TASK PROMPT: So long as no pictures are carried over, output the records below exactly.

Saved entries:
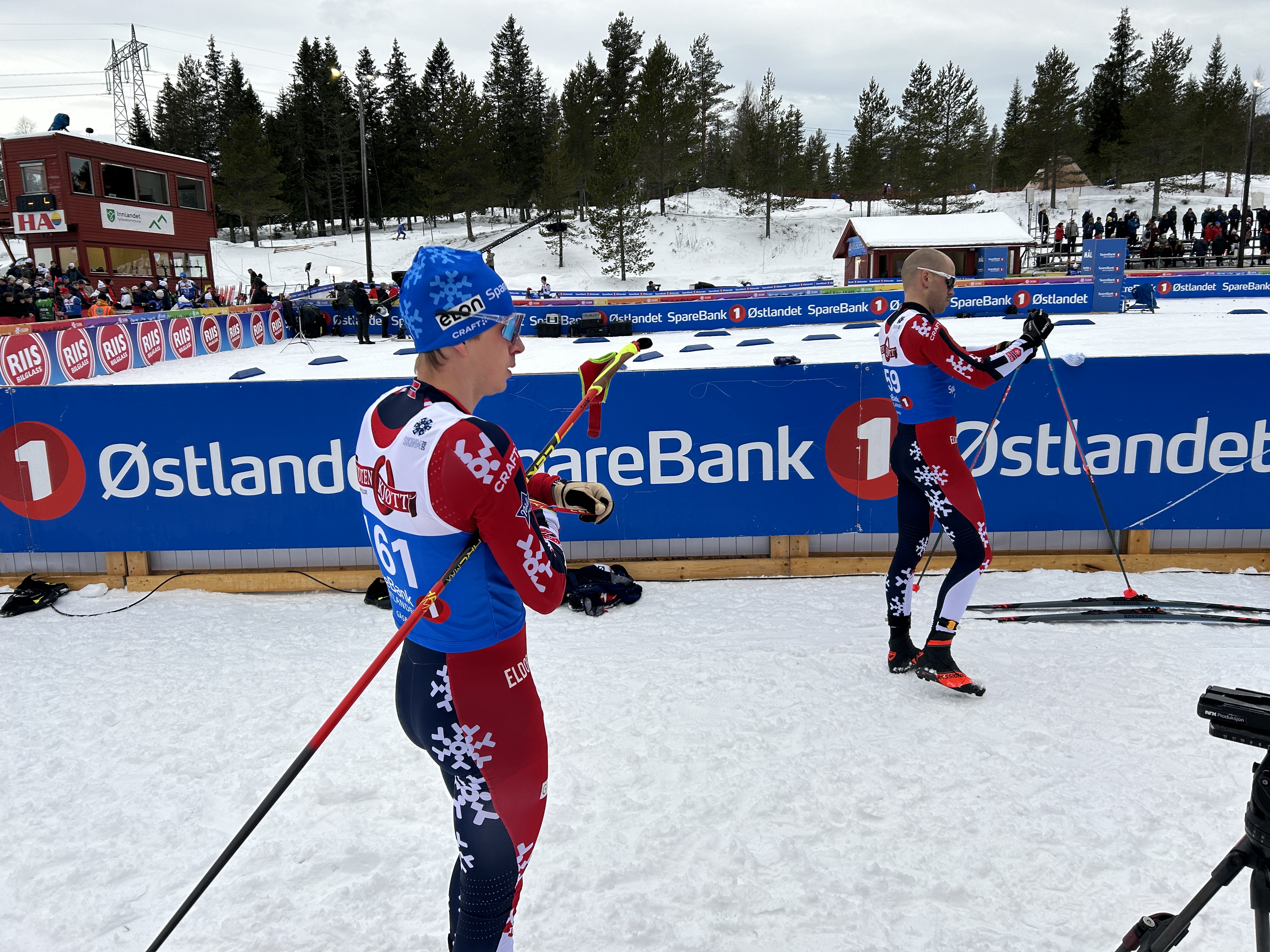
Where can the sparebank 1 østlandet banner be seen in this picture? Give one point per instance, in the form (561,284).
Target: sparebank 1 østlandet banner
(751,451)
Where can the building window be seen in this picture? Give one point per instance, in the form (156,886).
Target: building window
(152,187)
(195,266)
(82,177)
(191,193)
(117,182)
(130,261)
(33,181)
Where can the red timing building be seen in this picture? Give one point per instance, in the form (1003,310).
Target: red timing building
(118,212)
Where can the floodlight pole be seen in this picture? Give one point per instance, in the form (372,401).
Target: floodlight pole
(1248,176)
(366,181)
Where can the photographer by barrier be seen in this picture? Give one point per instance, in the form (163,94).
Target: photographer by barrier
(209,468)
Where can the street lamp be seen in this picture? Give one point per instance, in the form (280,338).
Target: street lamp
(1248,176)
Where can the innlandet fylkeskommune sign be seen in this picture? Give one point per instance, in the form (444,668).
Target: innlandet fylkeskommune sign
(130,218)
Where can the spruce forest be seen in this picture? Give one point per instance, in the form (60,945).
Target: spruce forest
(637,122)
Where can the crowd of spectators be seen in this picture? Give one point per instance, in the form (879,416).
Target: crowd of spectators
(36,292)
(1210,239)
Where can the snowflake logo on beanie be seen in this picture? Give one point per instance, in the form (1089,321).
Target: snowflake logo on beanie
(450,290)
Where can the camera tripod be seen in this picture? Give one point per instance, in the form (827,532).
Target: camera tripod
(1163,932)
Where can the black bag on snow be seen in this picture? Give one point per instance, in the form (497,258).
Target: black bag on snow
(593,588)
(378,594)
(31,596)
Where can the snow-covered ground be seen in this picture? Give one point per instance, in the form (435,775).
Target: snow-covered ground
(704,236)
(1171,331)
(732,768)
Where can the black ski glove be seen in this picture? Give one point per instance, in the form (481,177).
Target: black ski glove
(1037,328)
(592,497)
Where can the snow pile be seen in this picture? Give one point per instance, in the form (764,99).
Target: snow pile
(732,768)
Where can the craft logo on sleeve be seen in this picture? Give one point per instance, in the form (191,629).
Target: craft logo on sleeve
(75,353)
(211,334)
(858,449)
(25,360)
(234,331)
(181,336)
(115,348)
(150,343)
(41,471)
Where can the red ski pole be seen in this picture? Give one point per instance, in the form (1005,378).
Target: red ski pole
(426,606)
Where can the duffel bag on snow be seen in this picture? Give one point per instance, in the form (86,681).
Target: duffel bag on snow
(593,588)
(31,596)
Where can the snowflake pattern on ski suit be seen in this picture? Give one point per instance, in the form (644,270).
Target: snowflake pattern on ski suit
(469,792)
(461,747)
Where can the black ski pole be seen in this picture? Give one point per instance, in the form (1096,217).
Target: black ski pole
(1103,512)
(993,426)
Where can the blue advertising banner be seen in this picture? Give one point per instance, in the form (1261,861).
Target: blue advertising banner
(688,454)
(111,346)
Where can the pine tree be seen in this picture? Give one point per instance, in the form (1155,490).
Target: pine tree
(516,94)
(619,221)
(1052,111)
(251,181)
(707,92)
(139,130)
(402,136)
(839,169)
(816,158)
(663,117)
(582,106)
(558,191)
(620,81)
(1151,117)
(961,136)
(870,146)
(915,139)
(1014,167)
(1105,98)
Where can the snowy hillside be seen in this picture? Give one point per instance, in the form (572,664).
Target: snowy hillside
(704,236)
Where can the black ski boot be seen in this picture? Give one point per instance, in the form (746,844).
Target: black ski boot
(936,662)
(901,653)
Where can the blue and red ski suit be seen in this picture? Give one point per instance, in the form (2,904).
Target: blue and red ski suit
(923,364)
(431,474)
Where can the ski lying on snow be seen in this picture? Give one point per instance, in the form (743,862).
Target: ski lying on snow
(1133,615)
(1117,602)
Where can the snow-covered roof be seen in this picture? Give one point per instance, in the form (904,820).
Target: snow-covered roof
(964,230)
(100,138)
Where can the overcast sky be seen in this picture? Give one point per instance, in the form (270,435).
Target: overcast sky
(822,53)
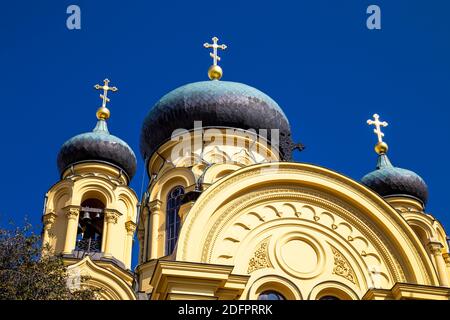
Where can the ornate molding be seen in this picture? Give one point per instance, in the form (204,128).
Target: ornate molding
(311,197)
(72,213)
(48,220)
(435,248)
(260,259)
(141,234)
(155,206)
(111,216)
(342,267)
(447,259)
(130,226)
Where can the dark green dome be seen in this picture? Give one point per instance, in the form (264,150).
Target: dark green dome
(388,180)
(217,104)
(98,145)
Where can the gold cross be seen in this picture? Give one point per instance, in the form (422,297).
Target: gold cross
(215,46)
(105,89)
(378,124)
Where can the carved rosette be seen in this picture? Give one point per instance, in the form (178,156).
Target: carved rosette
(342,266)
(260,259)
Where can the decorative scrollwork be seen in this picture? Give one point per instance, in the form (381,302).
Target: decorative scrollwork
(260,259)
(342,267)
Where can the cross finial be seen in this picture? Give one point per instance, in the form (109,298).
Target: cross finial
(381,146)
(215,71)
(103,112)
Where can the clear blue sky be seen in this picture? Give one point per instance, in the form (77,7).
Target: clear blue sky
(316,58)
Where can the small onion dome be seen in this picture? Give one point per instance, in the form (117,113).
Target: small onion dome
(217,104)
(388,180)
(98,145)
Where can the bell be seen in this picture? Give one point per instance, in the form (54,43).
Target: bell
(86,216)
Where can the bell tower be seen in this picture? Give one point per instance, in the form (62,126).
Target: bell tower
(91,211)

TASK RESULT:
Where can the sparebank 1 østlandet banner be seen in this picture? Give one point per instance, in the form (561,284).
Target: sparebank 1 østlandet banner
(751,451)
Where can the building window be seen in this picture? Give one point per instance, in the form (156,886).
Target: building window
(152,187)
(195,266)
(82,177)
(191,193)
(117,182)
(130,261)
(33,181)
Where can the red timing building be seen in this picture? Give one point per instance, in the form (1003,310).
Target: red timing building
(118,212)
Where can the floodlight pole be seen in this picture? Give one point per instance, in the form (372,401).
Target: floodlight pole
(1248,176)
(366,181)
Where can the photographer by barrier be seen in this picture? Give one point per instance, in the form (163,94).
Target: photographer by barrier
(209,468)
Where can the street lamp be seen in this picture? Give one point per instance, in the form (280,338).
Target: street lamp
(1248,176)
Where can the innlandet fylkeskommune sign be seen in this picture? Give one point per instance, in the form (444,668).
Target: innlandet fylkeskommune sign
(130,218)
Where can the spruce forest be seen in this picture? Give one point per instance, in the form (60,945).
Target: spruce forest
(637,122)
Where can the crowd of spectators be seen in this picture? Give one point per instance, in the form (879,416).
Target: crowd of spectators
(36,292)
(1210,239)
Where can the snowflake logo on beanie be seen in this picture? Give one point per instance, in the form (1089,321).
Target: snowflake logo on beanie
(450,290)
Where can the camera tripod be seen in this picture? Give one point per instance, in the form (827,532).
Target: camera tripod
(1163,932)
Where can the black bag on snow be seen in this picture? Give one point per instance, in the form (497,258).
Target: black bag on snow
(593,588)
(378,594)
(31,596)
Where can the snow-covered ground be seen in this picture? Give one point per instance, in the form (435,775).
Target: snow-covered ground
(704,236)
(1171,331)
(732,768)
Where can the black ski glove be seen in this picture? Give one point per instance, in the form (481,177).
Target: black ski glove
(1037,328)
(592,497)
Where can the snow pile be seen in this picture? Give one point per instance, in the form (764,99).
Target: snow pile
(732,768)
Where can the craft logo on sleeve be seen in this picture? Give one point per instance, in the form (191,629).
Target: craft logo on sleeve
(75,353)
(211,334)
(858,449)
(25,360)
(234,331)
(181,336)
(115,348)
(150,343)
(41,471)
Where can the red ski pole be seen in this picture? Give one point per instance, in the form (1005,378).
Target: red ski pole
(426,606)
Where can the duffel bag on snow be seen in this picture? Give one point per instance, in the form (86,681).
Target: duffel bag on snow
(593,588)
(31,596)
Where can the snowflake pattern on ski suit be seen in this picture? Give one point per instance, in the form (644,270).
Target: snowflake pattern on ski suit
(469,792)
(461,747)
Where can the black ski pole be seen in this picture? Give one point per instance, in the form (1096,217).
Target: black ski pole
(1103,512)
(993,426)
Where can the blue advertising banner be seen in this picture? Give one point per instance, in the form (1261,861).
Target: blue advertising banner
(688,454)
(111,346)
Where can the pine tree be seen in this picture? Give one point per instance, in the form (1155,490).
Target: pine tree
(516,94)
(619,221)
(1052,111)
(251,181)
(707,92)
(139,130)
(402,136)
(839,169)
(816,158)
(663,117)
(582,106)
(558,191)
(620,81)
(1151,117)
(961,136)
(870,146)
(915,139)
(1014,167)
(1105,98)
Where can the snowy hillside be seen in this picture? Give one point per instance, in the form (572,664).
Target: snowy hillside
(704,236)
Where can the black ski boot be seen in this picture? Give one point per instance, in the form (746,844).
Target: black ski boot
(936,662)
(901,653)
Where can the blue and red ski suit be seen in this picture? Give one point per instance, in the form (2,904).
Target: blue and red ski suit
(923,364)
(431,474)
Where can the ski lying on snow be seen in this picture? Give one point per instance, in the form (743,862).
Target: ski lying on snow
(1133,615)
(1117,602)
Where can the snow-covered roof be seen in this picture? Give one point per instance, in the form (904,820).
Target: snow-covered roof
(964,230)
(100,138)
Where can the overcast sky be seen in this picture? Give one point per instance, in the form (270,435).
Target: overcast sky
(822,53)
Where can the ornate molding be seen in this picture? Give one point per instance, in the form (204,128).
Target: ornate molding
(311,197)
(72,213)
(48,220)
(435,248)
(260,259)
(141,234)
(155,206)
(111,216)
(342,267)
(447,259)
(130,226)
Where can the dark green dome be seen in this picture? Give one point per instance, in the form (264,150).
Target: dark green dome
(388,180)
(217,104)
(98,145)
Where can the gold cross be seen in this picture? Give one point per instance, in the form (422,297).
Target: gold cross
(215,46)
(105,89)
(378,124)
Where can the carved rosette be seen in this picture? Give one point per instance, in the form (178,156).
Target: carved rosette
(342,266)
(260,259)
Where can the decorative scrollwork be seen in this picture? Give one point per instance, in the form (381,302).
Target: decorative scrollwork
(260,259)
(342,267)
Where can the cross finial be seen in this picture? Give one point per instance, in the form (109,298).
Target: cross finial
(381,146)
(215,71)
(103,112)
Where can the clear blue sky be seen in this picture? Give one point per instance, in the form (77,7).
Target: clear blue sky
(316,58)
Where can the small onion dome be seen in this picture? Give one point per instance, in the form (117,113).
Target: small onion dome
(217,104)
(388,180)
(98,145)
Where can the bell be seen in this picture? Give one point per instance, in the form (54,43).
Target: bell
(86,216)
Where can the bell tower be seen in this picture? Give one point per instance, in the form (62,126).
Target: bell tower
(91,211)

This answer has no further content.